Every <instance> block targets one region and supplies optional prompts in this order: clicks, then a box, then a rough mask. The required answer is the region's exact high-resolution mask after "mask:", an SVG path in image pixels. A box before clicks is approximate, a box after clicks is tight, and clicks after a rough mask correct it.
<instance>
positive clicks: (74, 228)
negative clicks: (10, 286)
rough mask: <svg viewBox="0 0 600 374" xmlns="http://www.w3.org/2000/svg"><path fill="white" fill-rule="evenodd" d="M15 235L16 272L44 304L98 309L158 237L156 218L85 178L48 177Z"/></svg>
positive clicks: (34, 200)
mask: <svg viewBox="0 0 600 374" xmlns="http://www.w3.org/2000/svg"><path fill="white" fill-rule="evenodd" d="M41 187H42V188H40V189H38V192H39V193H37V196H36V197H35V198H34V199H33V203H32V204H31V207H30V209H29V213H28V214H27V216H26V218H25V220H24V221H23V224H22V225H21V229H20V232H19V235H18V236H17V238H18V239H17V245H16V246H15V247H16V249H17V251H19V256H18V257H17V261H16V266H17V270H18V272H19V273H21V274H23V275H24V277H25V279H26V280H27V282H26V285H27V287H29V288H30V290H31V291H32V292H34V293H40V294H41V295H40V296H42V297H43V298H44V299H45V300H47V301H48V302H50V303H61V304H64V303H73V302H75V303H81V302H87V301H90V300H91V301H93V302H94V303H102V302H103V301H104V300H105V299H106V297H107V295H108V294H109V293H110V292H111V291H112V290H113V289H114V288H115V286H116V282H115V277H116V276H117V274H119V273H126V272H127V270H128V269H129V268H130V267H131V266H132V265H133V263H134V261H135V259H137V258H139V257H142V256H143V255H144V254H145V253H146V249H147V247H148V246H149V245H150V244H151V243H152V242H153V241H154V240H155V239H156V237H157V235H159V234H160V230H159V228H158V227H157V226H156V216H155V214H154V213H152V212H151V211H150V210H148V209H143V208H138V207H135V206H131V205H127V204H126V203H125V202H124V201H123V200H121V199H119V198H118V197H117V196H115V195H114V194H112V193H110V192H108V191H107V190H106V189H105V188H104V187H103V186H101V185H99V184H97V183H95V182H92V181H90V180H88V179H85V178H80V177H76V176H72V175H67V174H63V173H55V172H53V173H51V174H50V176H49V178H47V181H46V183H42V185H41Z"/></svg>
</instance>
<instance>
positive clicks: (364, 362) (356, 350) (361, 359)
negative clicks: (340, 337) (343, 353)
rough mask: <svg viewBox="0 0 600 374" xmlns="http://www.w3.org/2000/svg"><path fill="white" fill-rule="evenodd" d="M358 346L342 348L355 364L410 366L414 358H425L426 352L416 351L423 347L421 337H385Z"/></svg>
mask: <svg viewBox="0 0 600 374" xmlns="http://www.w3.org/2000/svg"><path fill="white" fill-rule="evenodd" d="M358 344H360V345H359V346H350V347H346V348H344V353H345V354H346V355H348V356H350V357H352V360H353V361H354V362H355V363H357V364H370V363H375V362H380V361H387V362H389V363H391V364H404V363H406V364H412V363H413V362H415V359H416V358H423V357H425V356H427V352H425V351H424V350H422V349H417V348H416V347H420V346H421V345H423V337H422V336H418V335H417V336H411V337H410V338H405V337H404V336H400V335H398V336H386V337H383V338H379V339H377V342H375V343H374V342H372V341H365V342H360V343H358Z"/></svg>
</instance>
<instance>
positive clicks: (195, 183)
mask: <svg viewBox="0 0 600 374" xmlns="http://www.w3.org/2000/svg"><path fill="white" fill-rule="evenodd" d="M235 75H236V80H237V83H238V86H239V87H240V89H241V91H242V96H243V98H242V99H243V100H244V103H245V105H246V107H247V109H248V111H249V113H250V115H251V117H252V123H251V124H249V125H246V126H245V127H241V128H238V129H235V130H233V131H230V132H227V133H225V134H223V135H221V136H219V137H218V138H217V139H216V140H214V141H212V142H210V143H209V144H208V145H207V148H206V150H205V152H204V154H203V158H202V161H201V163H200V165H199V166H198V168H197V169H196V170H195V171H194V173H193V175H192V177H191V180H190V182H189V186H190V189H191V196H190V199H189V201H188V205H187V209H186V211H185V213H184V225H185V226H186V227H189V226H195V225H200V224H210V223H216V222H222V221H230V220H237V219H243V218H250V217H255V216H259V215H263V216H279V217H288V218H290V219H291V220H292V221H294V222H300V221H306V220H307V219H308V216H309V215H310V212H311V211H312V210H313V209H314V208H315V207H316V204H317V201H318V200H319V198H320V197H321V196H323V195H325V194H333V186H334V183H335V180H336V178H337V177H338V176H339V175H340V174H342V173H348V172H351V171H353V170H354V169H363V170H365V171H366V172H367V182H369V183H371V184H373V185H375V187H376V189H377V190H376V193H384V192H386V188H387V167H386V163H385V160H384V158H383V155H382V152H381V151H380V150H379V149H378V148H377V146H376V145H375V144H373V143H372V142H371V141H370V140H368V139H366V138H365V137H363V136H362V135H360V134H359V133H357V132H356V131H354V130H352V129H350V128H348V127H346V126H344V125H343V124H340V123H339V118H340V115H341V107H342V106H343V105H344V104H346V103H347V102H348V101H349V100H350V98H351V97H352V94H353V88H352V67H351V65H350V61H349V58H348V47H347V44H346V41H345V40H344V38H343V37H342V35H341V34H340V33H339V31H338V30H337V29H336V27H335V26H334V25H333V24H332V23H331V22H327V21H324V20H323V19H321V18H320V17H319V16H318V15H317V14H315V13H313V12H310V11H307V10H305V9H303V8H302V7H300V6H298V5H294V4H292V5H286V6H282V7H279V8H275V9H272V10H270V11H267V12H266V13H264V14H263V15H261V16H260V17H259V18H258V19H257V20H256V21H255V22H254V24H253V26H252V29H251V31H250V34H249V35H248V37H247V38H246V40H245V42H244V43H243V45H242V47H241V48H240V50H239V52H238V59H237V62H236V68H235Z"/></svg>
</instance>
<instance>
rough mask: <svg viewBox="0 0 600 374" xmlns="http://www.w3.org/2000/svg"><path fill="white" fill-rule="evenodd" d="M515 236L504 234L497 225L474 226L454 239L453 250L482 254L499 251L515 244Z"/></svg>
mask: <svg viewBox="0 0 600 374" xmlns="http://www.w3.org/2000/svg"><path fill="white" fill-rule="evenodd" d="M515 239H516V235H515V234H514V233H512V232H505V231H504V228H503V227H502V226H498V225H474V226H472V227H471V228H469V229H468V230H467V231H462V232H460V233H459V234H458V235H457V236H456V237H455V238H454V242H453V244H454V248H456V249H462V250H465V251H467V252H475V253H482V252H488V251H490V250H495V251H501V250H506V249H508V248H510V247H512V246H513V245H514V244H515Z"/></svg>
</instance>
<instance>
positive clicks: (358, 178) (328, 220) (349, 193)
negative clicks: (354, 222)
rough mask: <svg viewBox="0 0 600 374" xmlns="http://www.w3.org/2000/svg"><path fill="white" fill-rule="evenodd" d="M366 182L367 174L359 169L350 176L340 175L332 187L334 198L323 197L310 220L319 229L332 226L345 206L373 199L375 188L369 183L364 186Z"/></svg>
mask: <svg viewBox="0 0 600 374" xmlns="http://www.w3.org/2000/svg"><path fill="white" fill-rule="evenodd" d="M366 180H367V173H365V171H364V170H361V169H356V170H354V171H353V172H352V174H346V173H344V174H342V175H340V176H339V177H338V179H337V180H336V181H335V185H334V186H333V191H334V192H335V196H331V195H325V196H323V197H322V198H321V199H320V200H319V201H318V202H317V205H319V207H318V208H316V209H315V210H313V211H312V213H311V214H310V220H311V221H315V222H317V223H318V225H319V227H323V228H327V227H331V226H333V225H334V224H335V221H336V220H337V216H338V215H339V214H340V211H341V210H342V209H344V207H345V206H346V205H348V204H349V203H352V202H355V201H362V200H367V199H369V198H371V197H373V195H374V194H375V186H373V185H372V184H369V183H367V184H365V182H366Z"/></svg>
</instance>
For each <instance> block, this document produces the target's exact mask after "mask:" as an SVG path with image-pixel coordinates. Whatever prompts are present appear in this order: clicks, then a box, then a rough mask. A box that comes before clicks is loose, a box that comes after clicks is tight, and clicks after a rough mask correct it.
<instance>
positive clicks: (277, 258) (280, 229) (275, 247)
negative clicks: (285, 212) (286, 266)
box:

============

- _ASSIGNMENT_
From the data above, copy out every line with the string "negative" in it.

- _REPLY TO THE EXERCISE_
negative clicks: (10, 286)
negative clicks: (340, 337) (343, 353)
negative clicks: (354, 222)
negative clicks: (285, 212) (286, 266)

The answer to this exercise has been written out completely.